**YOUR TASK:**
Return each entry exactly, omitting nothing.

**RECORDED DATA:**
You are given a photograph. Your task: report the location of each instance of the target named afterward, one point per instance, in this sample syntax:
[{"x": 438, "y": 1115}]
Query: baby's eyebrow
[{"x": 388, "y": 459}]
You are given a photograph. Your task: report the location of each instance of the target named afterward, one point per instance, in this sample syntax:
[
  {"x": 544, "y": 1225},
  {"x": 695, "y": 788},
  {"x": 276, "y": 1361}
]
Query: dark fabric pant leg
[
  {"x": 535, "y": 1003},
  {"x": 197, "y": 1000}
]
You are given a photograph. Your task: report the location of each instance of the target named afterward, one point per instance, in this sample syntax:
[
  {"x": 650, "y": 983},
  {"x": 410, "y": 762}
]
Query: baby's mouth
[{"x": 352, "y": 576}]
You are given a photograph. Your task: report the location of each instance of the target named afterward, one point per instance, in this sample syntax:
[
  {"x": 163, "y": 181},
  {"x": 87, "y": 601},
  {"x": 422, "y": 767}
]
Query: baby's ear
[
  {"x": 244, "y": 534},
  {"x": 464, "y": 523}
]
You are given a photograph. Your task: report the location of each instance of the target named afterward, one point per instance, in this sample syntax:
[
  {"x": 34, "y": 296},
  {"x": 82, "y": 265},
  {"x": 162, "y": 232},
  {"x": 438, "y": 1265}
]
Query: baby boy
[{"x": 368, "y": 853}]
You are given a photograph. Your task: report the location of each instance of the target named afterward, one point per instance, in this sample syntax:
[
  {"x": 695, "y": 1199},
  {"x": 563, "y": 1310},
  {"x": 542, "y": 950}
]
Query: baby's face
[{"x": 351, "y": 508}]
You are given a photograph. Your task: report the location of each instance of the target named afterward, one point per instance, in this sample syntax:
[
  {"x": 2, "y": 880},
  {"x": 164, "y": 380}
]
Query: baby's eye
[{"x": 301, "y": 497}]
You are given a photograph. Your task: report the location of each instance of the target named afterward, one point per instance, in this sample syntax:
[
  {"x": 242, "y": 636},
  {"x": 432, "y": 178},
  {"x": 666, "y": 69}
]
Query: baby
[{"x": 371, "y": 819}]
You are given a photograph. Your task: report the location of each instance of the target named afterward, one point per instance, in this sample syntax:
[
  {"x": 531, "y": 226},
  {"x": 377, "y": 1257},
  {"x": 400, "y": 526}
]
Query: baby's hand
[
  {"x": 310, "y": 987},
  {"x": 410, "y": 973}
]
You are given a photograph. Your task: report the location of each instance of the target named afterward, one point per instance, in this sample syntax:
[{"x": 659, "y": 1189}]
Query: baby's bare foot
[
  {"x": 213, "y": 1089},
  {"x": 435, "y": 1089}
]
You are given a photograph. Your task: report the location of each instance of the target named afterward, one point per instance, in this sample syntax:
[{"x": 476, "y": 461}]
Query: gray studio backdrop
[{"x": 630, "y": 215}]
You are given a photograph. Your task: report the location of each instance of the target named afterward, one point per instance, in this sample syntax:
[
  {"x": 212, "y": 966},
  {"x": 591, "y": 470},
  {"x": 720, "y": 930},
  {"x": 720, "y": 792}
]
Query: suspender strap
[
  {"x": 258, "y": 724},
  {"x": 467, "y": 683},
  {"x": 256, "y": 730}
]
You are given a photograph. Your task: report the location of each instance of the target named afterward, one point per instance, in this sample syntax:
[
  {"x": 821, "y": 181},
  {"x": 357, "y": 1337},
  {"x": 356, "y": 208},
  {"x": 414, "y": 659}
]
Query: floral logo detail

**PROBLEM SOLUTION:**
You are given a photograph. Your task: report the location of each instance of the target named afterward, one point per instance, in this sample syntax:
[{"x": 438, "y": 1115}]
Query: baby's eyebrow
[{"x": 388, "y": 459}]
You are given a photograph. Your task: report the location of each instance of the target named afterward, one point per instance, in this sample syntax:
[
  {"x": 544, "y": 1225},
  {"x": 695, "y": 788},
  {"x": 276, "y": 1361}
]
Query: dark fabric pant leg
[
  {"x": 535, "y": 1003},
  {"x": 197, "y": 1000}
]
You are given a photograph. Your task: report the location of each instance of the target named afterward, one point per instance, in this sample syntax:
[
  {"x": 650, "y": 983},
  {"x": 410, "y": 762}
]
Query: baby's mouth
[{"x": 352, "y": 576}]
You are given a photograph. Your task: report the location of each instance of the target named afterward, one point per instance, in this sample syntax:
[
  {"x": 163, "y": 181},
  {"x": 87, "y": 601},
  {"x": 422, "y": 767}
]
Query: baby's ear
[
  {"x": 244, "y": 534},
  {"x": 464, "y": 523}
]
You are given a photograph. Your task: report the location of each instance of the target named afterward, one point per instance, in this sample syntax:
[
  {"x": 34, "y": 296},
  {"x": 82, "y": 265},
  {"x": 162, "y": 232},
  {"x": 438, "y": 1265}
]
Query: baby boy
[{"x": 368, "y": 853}]
You are given a photograph. Your task: report the location of each instance of the target named afterward, one point per instance, in this sample syntax:
[
  {"x": 695, "y": 1199},
  {"x": 563, "y": 1310},
  {"x": 542, "y": 950}
]
Query: baby's face
[{"x": 351, "y": 508}]
You are given a photograph. Your task: report the location of each instance of the target named afterward, one point per instance, in this sample syntax:
[
  {"x": 2, "y": 880},
  {"x": 164, "y": 380}
]
Query: baby's eye
[{"x": 301, "y": 497}]
You are given a photograph. Your task: report the location of each instance of the target named afterward, one point per instance, in this sample syntax:
[
  {"x": 242, "y": 636},
  {"x": 432, "y": 178},
  {"x": 666, "y": 69}
]
Query: baby
[{"x": 371, "y": 819}]
You are given a photograph. Your task: report the location of each instance of the target named afterward, one point per instance, in this sample syntax:
[
  {"x": 531, "y": 226},
  {"x": 377, "y": 1257},
  {"x": 400, "y": 526}
]
Query: baby's hand
[
  {"x": 310, "y": 987},
  {"x": 410, "y": 973}
]
You are given a photograph. Your task: report the location of each instance of the target named afterward, one point per instance, in this sample syntax:
[{"x": 659, "y": 1189}]
Query: baby's bare foot
[
  {"x": 213, "y": 1089},
  {"x": 435, "y": 1089}
]
You are given a photograph. Your task: report the location of each instance of the target named afterward, one point per instance, in this sample syntax:
[{"x": 476, "y": 461}]
Query: gray studio backdrop
[{"x": 630, "y": 215}]
You are given a photograph. Your task: report the location of each instance of the target named afterward, one point per instance, in this sample syntax:
[
  {"x": 212, "y": 966},
  {"x": 591, "y": 470},
  {"x": 720, "y": 930},
  {"x": 720, "y": 792}
]
Query: suspender strap
[
  {"x": 258, "y": 724},
  {"x": 467, "y": 683},
  {"x": 256, "y": 730}
]
You are given a photograph. Your task: report the location of each instance of the target named afterward, one point per instance, in this sample syntax:
[
  {"x": 821, "y": 181},
  {"x": 357, "y": 1337},
  {"x": 356, "y": 208},
  {"x": 414, "y": 659}
]
Query: floral logo detail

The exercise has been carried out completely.